* What to work on:
Write the lines from the start of the records through the line containing "box: [154, 178, 532, 407]", inclusive, as a JSON list of strings with one string per line and blank lines omitted.

* Data:
/---
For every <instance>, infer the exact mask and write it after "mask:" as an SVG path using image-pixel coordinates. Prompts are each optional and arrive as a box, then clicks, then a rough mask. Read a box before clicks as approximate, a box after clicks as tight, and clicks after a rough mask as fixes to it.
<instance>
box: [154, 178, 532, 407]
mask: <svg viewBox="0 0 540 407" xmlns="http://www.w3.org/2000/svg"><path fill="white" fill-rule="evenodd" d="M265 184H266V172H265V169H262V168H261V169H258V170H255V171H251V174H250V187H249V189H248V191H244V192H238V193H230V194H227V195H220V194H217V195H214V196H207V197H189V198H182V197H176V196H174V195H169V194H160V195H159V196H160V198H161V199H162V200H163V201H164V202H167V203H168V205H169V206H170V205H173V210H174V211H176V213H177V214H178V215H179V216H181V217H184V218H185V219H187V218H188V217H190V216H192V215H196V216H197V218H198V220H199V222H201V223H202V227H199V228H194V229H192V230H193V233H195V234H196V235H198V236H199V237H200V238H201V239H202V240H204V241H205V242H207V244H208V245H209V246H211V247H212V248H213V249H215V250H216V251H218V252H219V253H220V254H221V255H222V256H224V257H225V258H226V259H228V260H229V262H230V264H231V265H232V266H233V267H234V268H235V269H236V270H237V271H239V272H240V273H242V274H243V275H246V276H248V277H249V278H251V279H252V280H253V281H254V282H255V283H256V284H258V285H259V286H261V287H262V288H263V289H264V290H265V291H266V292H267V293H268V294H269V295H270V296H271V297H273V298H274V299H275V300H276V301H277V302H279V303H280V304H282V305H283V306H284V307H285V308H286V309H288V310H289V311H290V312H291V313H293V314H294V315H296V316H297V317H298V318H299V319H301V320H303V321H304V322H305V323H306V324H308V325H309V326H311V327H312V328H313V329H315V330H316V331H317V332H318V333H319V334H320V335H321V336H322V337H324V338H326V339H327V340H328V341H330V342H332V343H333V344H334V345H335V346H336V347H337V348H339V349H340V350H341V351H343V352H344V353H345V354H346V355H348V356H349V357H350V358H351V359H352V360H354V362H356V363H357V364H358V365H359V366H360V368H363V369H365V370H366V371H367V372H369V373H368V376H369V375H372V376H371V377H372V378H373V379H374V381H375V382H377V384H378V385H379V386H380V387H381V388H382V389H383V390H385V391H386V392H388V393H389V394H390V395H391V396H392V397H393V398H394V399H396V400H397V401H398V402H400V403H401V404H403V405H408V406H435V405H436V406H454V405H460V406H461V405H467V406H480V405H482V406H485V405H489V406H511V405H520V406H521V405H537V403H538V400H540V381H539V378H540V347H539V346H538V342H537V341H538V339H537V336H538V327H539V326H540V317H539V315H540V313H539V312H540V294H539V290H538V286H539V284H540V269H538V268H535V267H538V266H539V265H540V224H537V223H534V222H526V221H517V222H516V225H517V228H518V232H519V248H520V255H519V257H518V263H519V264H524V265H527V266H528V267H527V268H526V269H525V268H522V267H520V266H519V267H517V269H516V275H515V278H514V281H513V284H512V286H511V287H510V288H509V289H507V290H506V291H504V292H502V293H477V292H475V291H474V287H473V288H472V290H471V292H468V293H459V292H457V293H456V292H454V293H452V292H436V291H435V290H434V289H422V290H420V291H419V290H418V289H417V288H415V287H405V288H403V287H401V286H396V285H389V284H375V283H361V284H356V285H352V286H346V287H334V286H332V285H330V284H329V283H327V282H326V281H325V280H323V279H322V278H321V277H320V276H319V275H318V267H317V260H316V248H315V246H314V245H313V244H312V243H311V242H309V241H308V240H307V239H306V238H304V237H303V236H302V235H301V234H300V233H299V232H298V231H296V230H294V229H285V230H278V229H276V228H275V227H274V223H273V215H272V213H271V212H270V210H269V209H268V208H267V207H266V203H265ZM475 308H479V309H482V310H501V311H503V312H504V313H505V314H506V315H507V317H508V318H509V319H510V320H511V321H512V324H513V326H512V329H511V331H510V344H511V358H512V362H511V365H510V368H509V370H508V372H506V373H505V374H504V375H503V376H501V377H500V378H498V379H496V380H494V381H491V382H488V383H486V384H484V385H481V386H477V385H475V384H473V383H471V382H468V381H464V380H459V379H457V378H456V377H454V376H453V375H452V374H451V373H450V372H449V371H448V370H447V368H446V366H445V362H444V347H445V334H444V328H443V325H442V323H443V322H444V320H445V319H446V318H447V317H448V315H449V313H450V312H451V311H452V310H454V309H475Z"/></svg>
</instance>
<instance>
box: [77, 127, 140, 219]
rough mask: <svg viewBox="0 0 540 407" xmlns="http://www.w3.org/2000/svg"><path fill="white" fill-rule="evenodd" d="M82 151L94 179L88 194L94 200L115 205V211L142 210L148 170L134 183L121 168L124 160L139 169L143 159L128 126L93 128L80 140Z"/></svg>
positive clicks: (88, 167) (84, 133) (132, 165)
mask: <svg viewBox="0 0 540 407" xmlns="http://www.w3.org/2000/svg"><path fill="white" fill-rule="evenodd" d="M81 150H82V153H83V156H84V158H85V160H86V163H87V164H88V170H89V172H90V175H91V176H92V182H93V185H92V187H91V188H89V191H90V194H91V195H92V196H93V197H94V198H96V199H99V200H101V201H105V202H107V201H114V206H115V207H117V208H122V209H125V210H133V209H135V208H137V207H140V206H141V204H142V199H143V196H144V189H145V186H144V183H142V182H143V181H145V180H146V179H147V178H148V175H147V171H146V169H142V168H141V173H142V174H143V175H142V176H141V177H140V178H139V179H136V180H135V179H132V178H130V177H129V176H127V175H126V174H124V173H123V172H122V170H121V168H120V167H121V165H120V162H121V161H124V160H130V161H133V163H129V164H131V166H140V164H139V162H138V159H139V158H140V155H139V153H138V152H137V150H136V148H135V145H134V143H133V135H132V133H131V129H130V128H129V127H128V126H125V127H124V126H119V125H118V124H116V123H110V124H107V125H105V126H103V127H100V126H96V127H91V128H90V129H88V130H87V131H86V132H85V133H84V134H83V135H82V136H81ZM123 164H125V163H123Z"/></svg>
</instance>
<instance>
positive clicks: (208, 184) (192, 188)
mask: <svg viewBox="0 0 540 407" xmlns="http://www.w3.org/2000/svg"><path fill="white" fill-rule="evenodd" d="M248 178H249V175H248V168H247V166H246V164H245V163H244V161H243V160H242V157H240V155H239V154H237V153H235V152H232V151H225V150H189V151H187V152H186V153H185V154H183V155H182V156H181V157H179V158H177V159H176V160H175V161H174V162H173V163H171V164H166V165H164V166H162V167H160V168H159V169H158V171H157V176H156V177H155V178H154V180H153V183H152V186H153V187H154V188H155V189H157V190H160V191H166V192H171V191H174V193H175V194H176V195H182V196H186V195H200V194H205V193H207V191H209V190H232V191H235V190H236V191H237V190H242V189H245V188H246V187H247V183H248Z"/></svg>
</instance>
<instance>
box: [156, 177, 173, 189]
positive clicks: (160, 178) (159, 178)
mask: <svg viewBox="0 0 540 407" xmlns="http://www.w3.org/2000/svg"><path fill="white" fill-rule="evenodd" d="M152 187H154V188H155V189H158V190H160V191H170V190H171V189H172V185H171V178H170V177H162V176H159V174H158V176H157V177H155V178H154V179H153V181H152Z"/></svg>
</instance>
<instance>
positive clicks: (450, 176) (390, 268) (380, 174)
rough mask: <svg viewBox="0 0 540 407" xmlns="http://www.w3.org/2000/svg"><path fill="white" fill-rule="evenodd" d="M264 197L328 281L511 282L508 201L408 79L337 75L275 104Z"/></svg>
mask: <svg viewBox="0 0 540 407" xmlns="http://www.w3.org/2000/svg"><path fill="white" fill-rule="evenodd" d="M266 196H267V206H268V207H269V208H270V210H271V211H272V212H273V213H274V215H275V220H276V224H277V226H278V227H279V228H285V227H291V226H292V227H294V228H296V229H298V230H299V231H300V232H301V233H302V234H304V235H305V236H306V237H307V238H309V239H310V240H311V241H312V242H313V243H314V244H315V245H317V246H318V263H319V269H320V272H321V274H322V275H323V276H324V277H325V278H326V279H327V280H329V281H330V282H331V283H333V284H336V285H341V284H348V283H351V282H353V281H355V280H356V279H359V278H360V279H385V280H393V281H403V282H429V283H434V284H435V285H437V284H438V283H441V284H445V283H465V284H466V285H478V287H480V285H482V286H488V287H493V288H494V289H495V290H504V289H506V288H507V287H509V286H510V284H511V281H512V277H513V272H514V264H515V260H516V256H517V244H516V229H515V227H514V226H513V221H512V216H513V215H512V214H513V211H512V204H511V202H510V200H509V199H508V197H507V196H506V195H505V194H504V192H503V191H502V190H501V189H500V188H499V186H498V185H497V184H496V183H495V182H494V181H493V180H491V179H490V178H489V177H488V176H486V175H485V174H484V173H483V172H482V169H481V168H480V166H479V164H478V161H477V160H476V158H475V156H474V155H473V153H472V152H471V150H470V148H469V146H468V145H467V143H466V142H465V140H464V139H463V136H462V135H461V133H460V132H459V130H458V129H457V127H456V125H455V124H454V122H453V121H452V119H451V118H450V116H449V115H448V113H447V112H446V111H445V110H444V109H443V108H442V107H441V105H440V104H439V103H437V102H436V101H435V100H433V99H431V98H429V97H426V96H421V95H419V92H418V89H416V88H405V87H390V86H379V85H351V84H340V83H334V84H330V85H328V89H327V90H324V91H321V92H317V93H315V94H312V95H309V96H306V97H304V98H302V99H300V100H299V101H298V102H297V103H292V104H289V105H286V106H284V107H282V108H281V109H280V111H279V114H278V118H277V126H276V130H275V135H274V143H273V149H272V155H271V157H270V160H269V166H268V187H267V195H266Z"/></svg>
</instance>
\---
* Worked solution:
[
  "For every <instance>, infer the exact mask and write it after \"mask:\" as an SVG path using image-pixel coordinates. Prompts are each optional and arrive as a box, then clicks, then a rough mask. Read a box before clicks as approximate, a box after clicks as tight, and clicks after a rough mask as fixes to it.",
  "<instance>",
  "box: [154, 178, 532, 407]"
]